__Aim__
Reproduce word for word the lines starting with the one that contains "Could you kindly segment every instance of the ear?" and ending with the one that contains "M367 788L363 792L363", including both of those lines.

-- Start of Record excerpts --

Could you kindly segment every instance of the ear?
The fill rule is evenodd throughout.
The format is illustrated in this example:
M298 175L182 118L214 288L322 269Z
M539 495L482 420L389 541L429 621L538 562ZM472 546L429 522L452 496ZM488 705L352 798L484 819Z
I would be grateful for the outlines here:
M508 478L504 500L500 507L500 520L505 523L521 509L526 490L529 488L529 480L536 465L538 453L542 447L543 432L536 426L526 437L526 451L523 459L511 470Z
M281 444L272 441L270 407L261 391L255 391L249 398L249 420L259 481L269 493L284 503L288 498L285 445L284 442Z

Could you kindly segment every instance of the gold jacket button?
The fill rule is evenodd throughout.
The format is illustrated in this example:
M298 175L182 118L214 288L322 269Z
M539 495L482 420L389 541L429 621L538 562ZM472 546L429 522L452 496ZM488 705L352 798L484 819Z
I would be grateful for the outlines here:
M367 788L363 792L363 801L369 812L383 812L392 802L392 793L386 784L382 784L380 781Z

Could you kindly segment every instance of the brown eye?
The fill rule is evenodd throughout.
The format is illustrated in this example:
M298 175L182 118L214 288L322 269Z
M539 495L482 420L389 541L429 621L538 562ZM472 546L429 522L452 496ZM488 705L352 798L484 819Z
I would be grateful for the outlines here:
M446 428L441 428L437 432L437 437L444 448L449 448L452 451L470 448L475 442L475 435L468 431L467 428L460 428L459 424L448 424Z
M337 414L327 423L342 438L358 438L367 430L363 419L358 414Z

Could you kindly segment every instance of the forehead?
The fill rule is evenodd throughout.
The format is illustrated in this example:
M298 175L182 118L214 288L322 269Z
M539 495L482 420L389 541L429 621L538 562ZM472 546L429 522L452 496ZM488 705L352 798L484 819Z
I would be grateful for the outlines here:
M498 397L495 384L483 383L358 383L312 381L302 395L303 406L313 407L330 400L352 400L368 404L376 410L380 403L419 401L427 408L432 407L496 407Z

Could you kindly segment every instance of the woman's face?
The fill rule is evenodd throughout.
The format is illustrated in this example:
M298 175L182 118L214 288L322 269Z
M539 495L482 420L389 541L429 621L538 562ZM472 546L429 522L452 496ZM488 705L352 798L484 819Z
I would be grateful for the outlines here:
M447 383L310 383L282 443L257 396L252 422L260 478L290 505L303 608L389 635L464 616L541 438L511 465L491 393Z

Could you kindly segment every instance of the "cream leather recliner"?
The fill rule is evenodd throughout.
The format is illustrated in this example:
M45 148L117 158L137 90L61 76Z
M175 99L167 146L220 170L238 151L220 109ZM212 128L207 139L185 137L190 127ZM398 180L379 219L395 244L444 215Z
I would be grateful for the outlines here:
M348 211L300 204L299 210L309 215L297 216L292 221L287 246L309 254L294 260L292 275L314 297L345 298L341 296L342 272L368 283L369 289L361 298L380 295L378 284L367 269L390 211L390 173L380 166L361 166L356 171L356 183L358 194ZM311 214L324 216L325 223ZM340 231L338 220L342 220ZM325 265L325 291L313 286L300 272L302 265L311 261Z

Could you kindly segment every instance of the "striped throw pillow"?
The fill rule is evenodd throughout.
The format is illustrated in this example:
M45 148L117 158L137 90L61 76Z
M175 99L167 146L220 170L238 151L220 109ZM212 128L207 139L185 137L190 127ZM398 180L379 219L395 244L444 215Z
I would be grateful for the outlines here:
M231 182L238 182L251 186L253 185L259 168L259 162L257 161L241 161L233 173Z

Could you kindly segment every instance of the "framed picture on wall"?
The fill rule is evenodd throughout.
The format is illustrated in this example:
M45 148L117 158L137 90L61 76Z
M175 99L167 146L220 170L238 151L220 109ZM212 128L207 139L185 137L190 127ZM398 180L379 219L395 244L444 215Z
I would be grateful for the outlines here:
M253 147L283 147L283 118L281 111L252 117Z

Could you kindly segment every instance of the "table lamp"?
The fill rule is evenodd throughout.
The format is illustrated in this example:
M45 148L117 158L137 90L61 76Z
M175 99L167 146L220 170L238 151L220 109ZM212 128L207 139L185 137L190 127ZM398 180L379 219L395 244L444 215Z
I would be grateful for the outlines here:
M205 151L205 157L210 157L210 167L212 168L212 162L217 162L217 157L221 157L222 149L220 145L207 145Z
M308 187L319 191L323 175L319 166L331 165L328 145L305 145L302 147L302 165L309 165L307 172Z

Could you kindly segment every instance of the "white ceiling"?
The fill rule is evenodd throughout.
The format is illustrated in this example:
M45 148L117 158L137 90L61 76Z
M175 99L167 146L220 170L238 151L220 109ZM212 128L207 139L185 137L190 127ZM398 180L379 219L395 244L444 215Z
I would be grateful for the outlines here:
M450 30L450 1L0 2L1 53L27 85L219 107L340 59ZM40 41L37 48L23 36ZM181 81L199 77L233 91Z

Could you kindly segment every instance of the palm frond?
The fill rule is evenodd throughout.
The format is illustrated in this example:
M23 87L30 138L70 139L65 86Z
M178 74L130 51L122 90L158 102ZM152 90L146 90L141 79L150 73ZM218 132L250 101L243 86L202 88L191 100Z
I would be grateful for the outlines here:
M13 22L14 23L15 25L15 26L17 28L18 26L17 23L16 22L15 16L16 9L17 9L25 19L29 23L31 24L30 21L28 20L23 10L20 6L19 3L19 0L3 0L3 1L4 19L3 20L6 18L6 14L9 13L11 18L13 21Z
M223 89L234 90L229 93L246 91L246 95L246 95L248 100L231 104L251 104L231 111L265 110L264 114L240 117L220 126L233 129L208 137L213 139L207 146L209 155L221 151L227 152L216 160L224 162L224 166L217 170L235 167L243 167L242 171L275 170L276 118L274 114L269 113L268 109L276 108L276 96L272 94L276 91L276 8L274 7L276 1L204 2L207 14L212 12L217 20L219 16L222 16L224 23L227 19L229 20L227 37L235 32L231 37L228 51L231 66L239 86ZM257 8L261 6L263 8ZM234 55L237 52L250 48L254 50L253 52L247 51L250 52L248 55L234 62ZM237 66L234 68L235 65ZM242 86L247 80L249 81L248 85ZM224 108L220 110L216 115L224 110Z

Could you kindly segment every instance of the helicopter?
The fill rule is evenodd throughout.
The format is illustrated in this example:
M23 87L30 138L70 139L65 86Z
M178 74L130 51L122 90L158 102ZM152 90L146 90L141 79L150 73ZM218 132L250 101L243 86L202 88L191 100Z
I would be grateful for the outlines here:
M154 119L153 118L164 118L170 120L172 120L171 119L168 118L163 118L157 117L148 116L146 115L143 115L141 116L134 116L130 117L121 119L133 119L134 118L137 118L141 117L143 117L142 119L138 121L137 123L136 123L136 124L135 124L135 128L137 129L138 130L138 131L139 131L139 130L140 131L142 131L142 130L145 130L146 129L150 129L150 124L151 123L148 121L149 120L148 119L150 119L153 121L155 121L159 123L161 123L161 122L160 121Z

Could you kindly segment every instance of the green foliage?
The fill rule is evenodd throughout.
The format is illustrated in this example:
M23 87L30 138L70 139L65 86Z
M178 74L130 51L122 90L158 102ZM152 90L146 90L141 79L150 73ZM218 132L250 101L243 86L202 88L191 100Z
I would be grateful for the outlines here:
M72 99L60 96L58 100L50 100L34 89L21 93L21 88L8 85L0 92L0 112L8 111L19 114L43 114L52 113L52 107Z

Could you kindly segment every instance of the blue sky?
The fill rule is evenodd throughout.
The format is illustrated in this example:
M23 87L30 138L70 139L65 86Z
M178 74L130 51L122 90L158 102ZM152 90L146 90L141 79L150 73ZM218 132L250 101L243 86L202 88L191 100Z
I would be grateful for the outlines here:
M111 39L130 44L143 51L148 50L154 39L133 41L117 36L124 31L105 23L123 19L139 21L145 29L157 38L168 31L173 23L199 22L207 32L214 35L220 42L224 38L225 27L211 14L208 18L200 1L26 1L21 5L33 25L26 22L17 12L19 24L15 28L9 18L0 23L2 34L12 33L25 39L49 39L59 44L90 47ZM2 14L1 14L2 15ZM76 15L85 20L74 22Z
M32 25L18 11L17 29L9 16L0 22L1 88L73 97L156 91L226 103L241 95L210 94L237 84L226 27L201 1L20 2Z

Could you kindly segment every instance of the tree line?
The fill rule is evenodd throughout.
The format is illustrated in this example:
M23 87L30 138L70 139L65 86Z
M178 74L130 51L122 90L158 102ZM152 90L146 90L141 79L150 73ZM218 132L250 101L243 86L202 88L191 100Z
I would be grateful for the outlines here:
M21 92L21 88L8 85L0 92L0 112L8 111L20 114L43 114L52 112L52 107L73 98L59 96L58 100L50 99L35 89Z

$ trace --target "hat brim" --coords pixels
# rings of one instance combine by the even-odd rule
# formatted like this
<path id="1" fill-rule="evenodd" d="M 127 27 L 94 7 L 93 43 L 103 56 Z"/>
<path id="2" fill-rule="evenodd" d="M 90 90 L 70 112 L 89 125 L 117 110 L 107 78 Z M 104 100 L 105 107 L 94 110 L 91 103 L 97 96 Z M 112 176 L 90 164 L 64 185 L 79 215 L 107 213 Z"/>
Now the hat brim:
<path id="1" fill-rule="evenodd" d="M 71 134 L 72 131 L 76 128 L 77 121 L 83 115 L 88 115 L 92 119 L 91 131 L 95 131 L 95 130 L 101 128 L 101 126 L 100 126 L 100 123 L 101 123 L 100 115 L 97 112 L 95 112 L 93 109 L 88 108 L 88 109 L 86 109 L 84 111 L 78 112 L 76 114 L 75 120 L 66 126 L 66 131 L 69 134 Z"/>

-- End of Record excerpts --
-- Start of Record excerpts --

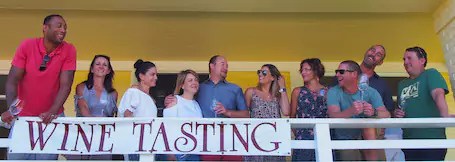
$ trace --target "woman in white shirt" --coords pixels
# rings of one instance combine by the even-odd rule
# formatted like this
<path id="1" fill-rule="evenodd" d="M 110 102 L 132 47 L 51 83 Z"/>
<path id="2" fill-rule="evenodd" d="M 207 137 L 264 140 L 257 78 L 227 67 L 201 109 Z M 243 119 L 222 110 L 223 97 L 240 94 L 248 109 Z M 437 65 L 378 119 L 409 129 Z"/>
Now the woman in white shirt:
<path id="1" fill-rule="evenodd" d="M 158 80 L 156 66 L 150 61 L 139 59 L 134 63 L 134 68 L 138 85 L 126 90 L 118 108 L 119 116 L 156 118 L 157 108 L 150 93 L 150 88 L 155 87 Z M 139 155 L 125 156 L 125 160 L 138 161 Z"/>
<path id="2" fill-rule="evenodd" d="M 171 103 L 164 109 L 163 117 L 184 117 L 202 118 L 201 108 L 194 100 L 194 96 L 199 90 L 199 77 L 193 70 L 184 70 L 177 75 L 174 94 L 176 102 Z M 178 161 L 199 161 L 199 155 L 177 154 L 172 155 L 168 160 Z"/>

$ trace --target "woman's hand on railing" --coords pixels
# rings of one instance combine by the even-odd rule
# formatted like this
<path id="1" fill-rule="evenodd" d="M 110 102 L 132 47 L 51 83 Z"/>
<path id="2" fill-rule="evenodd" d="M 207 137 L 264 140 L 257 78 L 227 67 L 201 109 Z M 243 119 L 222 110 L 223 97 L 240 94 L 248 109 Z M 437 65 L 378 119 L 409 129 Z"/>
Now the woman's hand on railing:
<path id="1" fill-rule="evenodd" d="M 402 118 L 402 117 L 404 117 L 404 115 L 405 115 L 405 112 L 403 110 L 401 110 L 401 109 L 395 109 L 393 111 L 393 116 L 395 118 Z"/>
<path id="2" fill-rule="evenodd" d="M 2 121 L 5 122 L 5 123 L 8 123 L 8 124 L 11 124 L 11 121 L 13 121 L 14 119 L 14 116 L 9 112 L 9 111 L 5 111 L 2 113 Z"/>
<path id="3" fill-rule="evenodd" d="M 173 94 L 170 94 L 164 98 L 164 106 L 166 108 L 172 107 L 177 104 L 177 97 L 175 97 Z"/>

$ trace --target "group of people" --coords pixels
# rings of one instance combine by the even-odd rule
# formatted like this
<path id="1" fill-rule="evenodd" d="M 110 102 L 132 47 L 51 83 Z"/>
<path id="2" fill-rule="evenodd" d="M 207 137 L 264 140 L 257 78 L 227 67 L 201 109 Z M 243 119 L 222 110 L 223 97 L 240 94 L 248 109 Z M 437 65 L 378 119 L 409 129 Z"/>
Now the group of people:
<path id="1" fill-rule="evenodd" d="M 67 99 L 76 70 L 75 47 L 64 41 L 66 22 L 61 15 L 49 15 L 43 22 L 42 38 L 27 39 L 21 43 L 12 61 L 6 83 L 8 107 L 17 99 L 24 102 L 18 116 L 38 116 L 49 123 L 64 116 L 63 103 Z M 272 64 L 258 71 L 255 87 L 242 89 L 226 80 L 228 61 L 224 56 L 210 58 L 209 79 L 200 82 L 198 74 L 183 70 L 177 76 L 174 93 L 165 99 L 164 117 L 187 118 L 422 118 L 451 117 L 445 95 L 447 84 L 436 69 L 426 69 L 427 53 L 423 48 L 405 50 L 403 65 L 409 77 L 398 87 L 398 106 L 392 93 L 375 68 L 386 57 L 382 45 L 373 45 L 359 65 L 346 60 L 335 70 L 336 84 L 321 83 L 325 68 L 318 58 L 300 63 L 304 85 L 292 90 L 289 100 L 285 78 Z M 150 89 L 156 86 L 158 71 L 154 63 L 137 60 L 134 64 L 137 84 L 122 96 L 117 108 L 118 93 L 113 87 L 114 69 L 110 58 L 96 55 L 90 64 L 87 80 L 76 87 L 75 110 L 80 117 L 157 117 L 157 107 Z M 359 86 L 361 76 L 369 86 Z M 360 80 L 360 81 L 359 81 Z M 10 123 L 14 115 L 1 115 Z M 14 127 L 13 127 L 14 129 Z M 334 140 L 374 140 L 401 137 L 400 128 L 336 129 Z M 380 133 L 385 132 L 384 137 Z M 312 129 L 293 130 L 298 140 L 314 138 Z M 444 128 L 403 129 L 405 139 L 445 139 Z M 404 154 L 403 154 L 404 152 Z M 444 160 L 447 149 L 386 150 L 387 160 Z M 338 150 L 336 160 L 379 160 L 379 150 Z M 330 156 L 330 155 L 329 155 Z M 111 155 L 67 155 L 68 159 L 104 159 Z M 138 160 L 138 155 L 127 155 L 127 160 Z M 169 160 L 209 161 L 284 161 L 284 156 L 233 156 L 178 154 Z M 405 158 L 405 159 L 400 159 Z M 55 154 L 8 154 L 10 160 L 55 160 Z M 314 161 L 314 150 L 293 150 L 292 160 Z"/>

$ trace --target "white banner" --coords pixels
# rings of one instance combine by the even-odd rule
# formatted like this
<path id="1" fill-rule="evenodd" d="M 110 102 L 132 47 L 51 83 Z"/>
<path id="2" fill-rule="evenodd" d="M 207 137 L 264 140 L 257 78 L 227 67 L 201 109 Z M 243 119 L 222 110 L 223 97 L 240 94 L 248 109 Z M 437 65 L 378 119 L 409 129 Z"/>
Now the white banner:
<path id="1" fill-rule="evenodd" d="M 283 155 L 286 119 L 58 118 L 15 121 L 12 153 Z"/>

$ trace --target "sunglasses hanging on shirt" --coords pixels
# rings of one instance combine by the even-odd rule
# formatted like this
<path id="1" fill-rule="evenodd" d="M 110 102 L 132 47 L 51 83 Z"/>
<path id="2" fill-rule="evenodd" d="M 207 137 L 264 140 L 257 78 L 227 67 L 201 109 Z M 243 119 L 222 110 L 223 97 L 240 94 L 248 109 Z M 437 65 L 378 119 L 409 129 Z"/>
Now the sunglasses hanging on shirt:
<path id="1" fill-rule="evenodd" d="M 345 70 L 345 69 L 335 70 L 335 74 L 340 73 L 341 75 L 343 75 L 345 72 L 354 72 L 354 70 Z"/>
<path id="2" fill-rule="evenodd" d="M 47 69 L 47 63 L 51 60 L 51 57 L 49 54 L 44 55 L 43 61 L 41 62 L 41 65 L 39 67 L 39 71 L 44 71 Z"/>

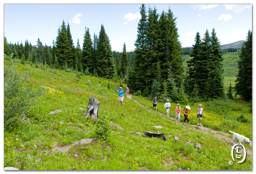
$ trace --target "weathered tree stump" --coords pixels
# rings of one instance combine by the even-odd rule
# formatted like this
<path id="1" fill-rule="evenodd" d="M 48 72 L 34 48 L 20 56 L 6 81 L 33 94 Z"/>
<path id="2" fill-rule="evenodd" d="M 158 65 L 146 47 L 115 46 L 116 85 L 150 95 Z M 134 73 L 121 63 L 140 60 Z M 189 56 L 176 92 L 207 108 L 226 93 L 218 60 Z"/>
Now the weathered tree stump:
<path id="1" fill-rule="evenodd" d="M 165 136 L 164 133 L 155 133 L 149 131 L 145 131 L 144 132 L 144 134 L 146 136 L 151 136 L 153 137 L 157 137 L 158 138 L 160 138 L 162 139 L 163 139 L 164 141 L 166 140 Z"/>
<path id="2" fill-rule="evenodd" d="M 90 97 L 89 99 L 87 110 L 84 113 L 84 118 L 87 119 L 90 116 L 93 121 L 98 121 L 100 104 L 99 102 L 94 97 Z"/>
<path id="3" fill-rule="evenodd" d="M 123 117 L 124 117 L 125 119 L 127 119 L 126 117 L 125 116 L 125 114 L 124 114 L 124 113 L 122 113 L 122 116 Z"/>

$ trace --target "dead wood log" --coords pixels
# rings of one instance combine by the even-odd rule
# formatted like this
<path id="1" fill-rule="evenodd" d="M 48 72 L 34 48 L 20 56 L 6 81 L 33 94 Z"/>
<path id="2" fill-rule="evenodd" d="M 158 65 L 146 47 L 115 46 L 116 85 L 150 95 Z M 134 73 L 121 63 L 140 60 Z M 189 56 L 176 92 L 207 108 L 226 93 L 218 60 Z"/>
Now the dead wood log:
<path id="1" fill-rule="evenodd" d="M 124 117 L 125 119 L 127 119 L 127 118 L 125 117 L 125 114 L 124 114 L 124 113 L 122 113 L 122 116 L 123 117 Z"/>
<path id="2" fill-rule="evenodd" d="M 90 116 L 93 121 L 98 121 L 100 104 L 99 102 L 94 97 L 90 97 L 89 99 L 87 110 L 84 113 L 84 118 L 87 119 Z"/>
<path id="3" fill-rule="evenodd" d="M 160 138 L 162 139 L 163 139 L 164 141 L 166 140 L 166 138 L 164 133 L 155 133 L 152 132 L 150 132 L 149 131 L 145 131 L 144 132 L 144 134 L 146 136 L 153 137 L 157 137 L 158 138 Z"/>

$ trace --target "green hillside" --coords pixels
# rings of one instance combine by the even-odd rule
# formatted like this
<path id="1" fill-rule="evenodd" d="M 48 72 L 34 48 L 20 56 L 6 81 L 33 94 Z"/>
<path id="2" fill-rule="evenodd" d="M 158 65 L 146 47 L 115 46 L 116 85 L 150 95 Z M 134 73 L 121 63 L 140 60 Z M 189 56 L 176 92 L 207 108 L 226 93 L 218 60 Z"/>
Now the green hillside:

-- End of Record excerpts --

__Solution for this task__
Could you kindly segment every instance of the ear?
The fill rule is evenodd throughout.
The format is illustrated in this example:
M298 175L182 118L214 288L322 269Z
M539 495L482 420L389 541L429 621L538 562ZM472 546L429 522L452 496ZM488 705L352 798L484 819Z
I would be grateful for the outlines here:
M508 478L504 500L500 507L500 520L505 523L521 509L526 490L529 488L529 480L536 465L538 453L542 447L543 432L536 426L526 437L526 451L523 459L511 470Z
M281 444L272 441L270 407L261 391L255 391L249 398L249 420L259 481L269 493L284 503L288 498L285 445L284 442Z

Could you kindly segment every instance of the gold jacket button?
The fill rule is evenodd throughout.
The format is illustrated in this example:
M298 175L182 118L214 288L322 269Z
M539 495L482 420L389 541L429 621L538 562ZM472 546L429 522L452 496ZM488 705L352 798L484 819Z
I would be grateful for the outlines here:
M367 788L363 792L363 801L369 812L383 812L392 802L392 793L386 784L382 784L380 781Z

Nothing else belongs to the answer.